Exercise aim
Convert the data below into a JSON list of strings, with one string for each line and blank lines left out.

Data rows

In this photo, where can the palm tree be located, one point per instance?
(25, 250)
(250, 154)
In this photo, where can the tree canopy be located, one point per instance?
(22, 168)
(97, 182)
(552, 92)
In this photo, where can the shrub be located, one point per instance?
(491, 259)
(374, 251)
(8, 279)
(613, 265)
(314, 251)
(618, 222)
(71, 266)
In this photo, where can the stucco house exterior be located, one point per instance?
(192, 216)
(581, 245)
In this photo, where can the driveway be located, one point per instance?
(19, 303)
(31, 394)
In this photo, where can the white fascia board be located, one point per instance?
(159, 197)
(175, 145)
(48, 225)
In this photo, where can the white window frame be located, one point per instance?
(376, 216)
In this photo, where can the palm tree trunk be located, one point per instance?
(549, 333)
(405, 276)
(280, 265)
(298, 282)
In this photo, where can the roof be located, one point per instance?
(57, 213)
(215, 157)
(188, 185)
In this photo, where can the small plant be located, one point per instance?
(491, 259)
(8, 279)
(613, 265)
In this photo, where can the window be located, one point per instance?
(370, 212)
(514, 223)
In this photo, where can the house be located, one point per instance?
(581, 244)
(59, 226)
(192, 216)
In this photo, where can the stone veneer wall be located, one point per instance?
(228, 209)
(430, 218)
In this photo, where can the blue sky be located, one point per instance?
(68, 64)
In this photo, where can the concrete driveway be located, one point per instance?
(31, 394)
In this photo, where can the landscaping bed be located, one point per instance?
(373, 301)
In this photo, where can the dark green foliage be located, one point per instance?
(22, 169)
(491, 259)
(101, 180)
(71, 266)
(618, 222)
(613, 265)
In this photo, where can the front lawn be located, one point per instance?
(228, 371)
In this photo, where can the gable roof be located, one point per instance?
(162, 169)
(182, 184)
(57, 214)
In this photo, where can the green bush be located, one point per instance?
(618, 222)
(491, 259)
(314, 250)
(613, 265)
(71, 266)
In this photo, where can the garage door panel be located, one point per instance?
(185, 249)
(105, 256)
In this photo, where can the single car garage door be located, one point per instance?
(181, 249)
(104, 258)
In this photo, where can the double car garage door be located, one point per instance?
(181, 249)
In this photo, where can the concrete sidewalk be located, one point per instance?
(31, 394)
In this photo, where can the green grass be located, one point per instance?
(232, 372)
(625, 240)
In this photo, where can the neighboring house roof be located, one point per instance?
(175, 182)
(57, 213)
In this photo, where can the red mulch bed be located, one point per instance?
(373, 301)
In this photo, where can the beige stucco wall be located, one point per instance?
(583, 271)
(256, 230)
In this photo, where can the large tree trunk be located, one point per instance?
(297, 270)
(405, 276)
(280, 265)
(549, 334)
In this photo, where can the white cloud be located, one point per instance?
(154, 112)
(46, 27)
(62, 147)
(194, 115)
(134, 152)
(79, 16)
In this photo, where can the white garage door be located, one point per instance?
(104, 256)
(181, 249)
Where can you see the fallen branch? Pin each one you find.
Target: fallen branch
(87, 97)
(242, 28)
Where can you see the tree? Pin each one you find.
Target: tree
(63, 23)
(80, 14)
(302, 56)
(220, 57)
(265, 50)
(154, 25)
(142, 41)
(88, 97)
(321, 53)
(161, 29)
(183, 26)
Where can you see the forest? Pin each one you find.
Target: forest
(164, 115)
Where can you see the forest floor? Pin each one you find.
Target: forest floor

The response
[
  "In this photo, where can the palm tree be located, one point per instance?",
  "(25, 250)",
  "(250, 154)",
  "In this photo, where can the tree canopy be located, one point per instance?",
  "(22, 168)",
  "(97, 182)",
  "(552, 92)",
  "In this photo, where can the shrub be located, one point per instance?",
  "(491, 259)",
  "(374, 251)",
  "(8, 279)",
  "(613, 265)",
  "(314, 251)",
  "(618, 222)",
  "(71, 266)",
  "In this photo, where can the stucco house exterior be located, one point per instance?",
  "(192, 216)",
  "(581, 245)",
  "In this photo, where can the driveway be located, one point per instance?",
  "(19, 303)",
  "(31, 394)",
  "In this photo, where can the white fascia board be located, one point per instance?",
  "(159, 197)",
  "(175, 145)",
  "(48, 225)",
  "In this photo, where can the white window frame be located, one point per instance?",
  "(376, 216)",
  "In this photo, where can the palm tree trunk be located, one point per instance?",
  "(549, 333)",
  "(405, 276)",
  "(280, 265)",
  "(298, 282)",
  "In this photo, where can the roof be located, one point per instance?",
  "(57, 213)",
  "(215, 157)",
  "(188, 185)",
  "In this photo, where can the small plant be located, one point per instance?",
  "(491, 259)",
  "(8, 279)",
  "(613, 265)",
  "In this photo, where can the window be located, one point per instance?",
  "(370, 212)",
  "(514, 223)",
  "In this photo, where can the house be located, one point per instance?",
  "(581, 244)",
  "(59, 226)",
  "(192, 216)",
  "In this photo, where can the stone veneer wall be located, one point per instance?",
  "(228, 209)",
  "(430, 218)",
  "In this photo, where can the blue sky be located, one point per instance?",
  "(68, 64)",
  "In this photo, where can the concrete driveway be located, one point per instance?",
  "(31, 394)",
  "In this photo, where can the landscaping bed be located, one point per instance?",
  "(373, 301)",
  "In this photo, where can the dark green foliage be located, one point per instance?",
  "(22, 169)",
  "(491, 259)",
  "(101, 180)",
  "(71, 266)",
  "(618, 222)",
  "(613, 265)",
  "In this photo, where can the front lawn be located, one point per instance?",
  "(228, 371)",
  "In this photo, where can the gable roof be located, one point per instance?",
  "(162, 169)",
  "(182, 184)",
  "(57, 214)",
  "In this photo, where can the green bush be located, one point per instance?",
  "(618, 222)",
  "(491, 259)",
  "(314, 250)",
  "(613, 265)",
  "(71, 266)",
  "In this photo, where can the garage door panel be located, one point per instance?",
  "(185, 249)",
  "(105, 256)",
  "In this photo, where can the single car garage door be located, one point per instance?",
  "(181, 249)",
  "(104, 258)",
  "In this photo, where can the double car garage door be located, one point per instance?",
  "(181, 249)",
  "In this photo, where can the concrete sidewalk be located, one point per instance?",
  "(31, 394)",
  "In this photo, where can the green grass be located, one point per instance?",
  "(232, 372)",
  "(625, 240)",
  "In this photo, where can the neighboring house roof be located, one point per instance?",
  "(175, 182)",
  "(57, 213)",
  "In this photo, where can the red mulch bed be located, one point per instance?",
  "(373, 301)",
  "In this photo, where can the beige stucco wall be located, one point per instance?",
  "(583, 271)",
  "(256, 230)",
  "In this photo, where can the large tree trunk be located, one point per instance?",
  "(297, 270)",
  "(405, 276)",
  "(280, 265)",
  "(549, 334)",
  "In this photo, where can the white cloud be located, one point per instance?",
  "(154, 112)",
  "(46, 27)",
  "(62, 147)",
  "(194, 115)",
  "(134, 152)",
  "(79, 16)",
  "In this photo, where can the white garage door be located, one point per instance?",
  "(104, 256)",
  "(181, 249)",
  "Where can you see the fallen branch? Pin each one you find.",
  "Target: fallen branch",
  "(87, 97)",
  "(242, 28)",
  "Where can you see the tree? Pin each one you find.",
  "Target: tree",
  "(63, 23)",
  "(80, 14)",
  "(302, 56)",
  "(220, 57)",
  "(265, 50)",
  "(154, 25)",
  "(142, 41)",
  "(88, 97)",
  "(321, 53)",
  "(161, 29)",
  "(183, 26)",
  "Where can you see the forest? Pin each one you find.",
  "Target: forest",
  "(164, 115)",
  "Where can you see the forest floor? Pin each one you find.",
  "Target: forest floor"
]